++++ DATASET RECORDS ++++
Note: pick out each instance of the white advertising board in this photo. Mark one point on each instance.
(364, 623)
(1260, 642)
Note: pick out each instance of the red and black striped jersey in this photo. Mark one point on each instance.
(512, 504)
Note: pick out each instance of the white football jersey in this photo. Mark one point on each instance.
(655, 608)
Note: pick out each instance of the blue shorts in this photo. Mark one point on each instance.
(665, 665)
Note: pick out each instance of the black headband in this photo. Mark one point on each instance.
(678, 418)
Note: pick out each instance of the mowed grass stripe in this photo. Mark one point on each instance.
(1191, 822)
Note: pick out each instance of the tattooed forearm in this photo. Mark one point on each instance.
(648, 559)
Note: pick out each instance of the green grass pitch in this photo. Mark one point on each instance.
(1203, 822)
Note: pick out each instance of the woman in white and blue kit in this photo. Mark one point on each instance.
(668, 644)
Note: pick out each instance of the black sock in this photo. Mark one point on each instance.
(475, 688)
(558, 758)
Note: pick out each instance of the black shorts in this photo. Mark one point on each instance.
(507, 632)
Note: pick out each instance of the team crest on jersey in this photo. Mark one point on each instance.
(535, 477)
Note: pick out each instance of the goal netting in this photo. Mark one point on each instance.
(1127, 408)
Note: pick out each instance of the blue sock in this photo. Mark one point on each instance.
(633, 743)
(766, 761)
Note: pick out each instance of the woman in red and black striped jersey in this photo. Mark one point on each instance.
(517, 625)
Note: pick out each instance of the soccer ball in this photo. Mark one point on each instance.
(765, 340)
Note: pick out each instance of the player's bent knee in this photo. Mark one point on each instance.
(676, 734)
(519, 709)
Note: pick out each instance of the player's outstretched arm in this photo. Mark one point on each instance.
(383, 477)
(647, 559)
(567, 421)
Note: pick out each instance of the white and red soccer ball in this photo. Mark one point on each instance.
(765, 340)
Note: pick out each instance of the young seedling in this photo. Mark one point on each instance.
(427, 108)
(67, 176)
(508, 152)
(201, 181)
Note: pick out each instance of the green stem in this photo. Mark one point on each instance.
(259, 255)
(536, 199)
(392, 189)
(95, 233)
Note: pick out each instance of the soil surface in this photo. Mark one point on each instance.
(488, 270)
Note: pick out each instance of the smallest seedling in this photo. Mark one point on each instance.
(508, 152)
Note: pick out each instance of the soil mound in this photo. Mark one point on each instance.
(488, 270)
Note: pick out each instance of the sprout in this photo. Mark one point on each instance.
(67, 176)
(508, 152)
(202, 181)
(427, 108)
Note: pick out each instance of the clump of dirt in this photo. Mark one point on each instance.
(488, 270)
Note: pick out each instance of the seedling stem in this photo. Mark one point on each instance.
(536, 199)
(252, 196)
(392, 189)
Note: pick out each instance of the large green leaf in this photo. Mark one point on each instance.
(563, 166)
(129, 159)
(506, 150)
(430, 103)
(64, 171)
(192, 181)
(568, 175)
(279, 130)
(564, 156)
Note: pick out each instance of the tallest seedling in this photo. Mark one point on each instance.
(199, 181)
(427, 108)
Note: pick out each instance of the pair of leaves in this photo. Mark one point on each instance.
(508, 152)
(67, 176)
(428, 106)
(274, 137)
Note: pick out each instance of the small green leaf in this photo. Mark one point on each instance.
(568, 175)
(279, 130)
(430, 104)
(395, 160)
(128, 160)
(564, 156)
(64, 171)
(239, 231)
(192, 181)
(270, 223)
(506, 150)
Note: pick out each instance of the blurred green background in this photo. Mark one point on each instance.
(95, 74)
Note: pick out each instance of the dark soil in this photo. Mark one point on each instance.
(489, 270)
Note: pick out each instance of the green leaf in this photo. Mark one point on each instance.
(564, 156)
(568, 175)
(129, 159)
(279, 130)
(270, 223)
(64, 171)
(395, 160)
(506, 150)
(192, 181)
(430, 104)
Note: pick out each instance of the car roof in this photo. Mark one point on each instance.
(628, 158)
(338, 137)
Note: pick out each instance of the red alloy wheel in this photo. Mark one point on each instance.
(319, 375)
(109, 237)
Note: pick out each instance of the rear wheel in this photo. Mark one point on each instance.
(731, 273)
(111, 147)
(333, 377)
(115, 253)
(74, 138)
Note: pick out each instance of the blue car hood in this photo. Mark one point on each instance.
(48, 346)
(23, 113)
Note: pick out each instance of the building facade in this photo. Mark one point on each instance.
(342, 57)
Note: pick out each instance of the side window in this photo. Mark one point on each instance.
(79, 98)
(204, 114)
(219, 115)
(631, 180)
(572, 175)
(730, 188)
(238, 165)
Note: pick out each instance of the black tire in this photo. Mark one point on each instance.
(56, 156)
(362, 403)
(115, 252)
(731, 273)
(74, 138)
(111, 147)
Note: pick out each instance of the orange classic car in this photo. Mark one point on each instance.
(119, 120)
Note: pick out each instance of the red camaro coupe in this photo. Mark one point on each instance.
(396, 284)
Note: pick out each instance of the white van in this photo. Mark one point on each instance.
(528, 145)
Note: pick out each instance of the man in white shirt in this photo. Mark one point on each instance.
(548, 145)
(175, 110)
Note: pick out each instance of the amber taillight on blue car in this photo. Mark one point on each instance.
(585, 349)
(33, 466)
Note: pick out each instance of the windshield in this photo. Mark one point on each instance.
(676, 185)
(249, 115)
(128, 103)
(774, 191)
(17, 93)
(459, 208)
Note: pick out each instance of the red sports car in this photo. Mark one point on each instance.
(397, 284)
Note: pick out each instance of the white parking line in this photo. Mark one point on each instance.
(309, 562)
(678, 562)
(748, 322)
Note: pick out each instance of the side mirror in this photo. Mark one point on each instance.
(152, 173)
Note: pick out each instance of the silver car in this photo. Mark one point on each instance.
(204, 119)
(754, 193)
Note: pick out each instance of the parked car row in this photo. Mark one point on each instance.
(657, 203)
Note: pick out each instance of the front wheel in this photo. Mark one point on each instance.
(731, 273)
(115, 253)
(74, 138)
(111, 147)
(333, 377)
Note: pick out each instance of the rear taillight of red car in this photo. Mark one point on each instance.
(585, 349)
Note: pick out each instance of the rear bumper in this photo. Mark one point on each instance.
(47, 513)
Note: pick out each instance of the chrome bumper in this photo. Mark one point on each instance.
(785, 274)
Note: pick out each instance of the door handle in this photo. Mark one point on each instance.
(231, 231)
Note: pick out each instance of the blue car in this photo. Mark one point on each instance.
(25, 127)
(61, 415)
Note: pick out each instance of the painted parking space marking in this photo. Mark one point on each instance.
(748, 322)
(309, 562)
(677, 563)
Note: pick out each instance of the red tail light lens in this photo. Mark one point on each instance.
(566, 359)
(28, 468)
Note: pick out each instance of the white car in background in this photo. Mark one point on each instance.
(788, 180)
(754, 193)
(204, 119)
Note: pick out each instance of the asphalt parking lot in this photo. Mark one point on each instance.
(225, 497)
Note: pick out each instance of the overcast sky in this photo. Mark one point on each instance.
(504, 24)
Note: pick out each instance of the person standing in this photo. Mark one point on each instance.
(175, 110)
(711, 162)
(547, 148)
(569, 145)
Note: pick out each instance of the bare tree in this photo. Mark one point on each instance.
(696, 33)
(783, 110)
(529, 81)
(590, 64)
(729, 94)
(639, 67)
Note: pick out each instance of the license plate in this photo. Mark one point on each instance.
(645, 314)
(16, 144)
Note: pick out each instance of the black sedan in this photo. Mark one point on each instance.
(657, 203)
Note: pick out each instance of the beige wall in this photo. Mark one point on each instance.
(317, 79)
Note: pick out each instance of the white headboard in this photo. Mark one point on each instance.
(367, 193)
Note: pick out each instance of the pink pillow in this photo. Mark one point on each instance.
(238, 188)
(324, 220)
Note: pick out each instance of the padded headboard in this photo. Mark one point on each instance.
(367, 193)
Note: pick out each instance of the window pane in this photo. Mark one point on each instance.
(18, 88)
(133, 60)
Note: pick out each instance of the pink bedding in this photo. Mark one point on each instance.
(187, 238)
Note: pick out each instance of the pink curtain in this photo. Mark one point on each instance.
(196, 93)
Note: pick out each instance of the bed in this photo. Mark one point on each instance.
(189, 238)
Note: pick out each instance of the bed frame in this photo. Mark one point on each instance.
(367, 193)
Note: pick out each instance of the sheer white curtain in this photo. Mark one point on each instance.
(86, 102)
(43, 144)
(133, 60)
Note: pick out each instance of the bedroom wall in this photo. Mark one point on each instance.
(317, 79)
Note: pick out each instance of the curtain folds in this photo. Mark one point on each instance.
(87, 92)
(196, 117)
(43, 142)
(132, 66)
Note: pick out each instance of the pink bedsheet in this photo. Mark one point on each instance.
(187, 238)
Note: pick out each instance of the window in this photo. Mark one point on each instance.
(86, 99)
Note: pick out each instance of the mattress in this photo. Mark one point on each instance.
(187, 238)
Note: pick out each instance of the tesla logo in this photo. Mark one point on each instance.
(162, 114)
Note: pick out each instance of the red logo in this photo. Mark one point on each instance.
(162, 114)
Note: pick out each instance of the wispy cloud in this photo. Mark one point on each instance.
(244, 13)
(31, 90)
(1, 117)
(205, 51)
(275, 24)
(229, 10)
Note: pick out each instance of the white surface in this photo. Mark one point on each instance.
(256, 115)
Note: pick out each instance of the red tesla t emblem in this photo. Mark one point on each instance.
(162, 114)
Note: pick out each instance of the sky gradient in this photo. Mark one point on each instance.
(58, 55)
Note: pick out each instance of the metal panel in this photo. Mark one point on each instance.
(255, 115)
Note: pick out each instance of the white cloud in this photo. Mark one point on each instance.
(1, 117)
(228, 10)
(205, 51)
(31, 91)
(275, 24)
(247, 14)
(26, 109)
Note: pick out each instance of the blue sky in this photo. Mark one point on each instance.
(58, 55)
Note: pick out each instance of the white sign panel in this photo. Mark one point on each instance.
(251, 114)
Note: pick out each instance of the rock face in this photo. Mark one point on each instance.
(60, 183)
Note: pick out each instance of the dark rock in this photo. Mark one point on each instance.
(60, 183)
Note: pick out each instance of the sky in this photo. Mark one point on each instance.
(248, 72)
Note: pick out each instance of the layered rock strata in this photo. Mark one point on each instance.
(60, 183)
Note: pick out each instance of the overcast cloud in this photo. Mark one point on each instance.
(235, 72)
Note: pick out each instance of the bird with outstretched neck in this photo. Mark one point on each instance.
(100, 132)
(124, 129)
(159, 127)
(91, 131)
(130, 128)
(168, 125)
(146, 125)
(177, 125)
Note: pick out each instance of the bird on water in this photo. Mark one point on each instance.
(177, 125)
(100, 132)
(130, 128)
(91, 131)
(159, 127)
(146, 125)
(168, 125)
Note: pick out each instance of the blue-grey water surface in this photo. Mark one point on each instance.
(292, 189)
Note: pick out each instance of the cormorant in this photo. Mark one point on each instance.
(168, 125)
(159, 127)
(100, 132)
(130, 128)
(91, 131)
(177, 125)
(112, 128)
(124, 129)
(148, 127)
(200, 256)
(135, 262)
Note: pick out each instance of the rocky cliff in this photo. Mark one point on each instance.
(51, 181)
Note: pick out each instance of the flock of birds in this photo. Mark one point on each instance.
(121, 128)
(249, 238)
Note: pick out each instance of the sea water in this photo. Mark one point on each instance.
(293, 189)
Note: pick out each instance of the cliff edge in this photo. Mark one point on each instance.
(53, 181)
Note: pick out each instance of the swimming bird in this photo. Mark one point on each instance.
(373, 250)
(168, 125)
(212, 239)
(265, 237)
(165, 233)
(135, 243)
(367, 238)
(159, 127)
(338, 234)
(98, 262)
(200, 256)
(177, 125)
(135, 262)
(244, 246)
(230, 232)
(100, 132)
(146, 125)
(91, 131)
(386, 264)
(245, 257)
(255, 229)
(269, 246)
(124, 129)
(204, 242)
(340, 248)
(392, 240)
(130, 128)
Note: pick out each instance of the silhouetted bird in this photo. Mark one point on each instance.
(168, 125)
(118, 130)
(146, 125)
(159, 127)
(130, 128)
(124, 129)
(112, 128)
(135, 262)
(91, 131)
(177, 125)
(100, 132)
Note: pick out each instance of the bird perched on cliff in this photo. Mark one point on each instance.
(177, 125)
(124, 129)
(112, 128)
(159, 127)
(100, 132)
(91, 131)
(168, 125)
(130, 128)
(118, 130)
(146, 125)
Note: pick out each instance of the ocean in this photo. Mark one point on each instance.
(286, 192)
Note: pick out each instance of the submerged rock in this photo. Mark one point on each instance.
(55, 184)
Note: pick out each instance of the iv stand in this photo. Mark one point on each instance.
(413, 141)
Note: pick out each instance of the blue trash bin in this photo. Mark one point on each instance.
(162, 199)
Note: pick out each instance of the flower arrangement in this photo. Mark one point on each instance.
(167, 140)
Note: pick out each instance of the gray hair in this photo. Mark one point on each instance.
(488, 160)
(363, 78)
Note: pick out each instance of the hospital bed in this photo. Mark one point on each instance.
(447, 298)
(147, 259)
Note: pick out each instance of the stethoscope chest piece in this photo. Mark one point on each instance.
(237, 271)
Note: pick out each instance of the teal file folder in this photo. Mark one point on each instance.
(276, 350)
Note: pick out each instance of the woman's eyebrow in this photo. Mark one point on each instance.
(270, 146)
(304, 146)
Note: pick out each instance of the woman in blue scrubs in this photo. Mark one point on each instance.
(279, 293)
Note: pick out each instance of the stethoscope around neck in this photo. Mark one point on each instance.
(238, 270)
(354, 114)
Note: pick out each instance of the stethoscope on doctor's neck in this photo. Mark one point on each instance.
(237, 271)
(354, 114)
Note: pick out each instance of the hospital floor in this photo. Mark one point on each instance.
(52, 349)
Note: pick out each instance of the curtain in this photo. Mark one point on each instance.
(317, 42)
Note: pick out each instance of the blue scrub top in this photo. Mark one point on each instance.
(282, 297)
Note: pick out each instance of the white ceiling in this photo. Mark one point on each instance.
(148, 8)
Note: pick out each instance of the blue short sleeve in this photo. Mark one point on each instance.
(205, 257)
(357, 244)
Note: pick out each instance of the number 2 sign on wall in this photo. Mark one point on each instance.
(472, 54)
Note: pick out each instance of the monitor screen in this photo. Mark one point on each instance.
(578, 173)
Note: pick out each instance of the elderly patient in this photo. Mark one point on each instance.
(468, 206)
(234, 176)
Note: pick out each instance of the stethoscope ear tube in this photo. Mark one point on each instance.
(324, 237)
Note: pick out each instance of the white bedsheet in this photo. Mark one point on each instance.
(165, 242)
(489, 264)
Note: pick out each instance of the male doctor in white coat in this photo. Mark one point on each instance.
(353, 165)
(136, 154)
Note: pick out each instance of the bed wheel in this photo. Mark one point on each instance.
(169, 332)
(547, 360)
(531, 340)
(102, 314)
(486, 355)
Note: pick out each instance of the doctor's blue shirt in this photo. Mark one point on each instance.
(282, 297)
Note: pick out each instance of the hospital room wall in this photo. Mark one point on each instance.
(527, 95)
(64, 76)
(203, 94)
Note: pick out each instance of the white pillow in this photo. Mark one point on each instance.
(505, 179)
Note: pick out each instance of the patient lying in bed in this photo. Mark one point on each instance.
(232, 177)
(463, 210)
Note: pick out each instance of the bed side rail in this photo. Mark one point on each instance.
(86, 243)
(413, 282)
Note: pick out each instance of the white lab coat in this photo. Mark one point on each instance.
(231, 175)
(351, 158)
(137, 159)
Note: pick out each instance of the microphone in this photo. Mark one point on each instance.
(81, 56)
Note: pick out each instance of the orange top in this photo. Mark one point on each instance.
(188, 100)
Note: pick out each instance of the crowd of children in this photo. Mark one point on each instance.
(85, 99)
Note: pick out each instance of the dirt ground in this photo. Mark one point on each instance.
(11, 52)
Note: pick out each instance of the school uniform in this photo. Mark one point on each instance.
++++
*TASK REQUIREMENTS*.
Copy the data word for word, from the very beginning up to and including the line that contains "(1203, 822)".

*FULL SOLUTION*.
Note: pick out each instance of the white advertising board in this photo. Mark one point on each instance.
(364, 623)
(1260, 642)
Note: pick out each instance of the red and black striped jersey in this photo. Mark one point on each instance.
(512, 504)
Note: pick out each instance of the white football jersey in this photo. Mark one point on each instance.
(655, 608)
Note: pick out each instance of the blue shorts in this photo. Mark one point on each instance.
(665, 665)
Note: pick out each instance of the black headband in this photo. Mark one point on each instance.
(678, 418)
Note: pick out each instance of the mowed grass stripe in this photo. Mark one point on each instance.
(1191, 822)
Note: pick out each instance of the tattooed forearm in this photo. Mark one point on each instance.
(648, 559)
Note: pick out each instance of the green grass pitch in this photo. Mark one point on each instance.
(1203, 822)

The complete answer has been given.